*What you will do*: Which lines in the items below contain the word "wooden" (case-sensitive)? Pull out each such line and copy it.
==========
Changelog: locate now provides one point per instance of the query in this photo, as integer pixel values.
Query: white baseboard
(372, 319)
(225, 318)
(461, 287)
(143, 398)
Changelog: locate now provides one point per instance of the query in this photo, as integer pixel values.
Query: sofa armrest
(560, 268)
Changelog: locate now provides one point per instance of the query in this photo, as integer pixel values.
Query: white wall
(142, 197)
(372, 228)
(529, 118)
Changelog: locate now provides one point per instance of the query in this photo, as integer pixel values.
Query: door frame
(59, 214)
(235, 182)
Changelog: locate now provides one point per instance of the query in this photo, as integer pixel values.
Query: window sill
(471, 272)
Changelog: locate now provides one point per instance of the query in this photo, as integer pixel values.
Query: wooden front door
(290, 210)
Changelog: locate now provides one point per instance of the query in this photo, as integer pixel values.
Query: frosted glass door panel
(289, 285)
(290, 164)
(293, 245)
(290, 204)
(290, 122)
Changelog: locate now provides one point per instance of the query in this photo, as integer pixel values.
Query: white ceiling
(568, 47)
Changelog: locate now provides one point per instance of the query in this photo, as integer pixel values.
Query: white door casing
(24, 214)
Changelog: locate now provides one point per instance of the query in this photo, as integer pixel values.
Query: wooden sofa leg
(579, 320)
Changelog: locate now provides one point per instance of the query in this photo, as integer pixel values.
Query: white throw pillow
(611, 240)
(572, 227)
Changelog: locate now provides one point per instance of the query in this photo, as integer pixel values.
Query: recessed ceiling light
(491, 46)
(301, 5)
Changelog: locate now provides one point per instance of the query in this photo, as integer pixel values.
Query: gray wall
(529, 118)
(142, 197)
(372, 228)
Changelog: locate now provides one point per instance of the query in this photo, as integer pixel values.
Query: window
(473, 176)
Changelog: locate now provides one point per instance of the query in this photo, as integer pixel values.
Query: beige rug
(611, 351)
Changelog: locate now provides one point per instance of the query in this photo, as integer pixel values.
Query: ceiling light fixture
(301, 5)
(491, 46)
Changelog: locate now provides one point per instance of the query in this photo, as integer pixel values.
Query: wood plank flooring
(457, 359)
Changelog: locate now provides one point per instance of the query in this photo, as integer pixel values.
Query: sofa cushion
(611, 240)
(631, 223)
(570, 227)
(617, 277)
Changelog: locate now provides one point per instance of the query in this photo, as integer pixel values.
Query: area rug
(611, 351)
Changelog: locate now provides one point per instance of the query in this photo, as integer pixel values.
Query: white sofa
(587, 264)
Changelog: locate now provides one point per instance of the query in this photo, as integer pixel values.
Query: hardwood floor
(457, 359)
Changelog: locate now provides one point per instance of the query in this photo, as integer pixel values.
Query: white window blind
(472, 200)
==========
*Finished exercise*:
Query: wooden front door
Query: wooden sofa leg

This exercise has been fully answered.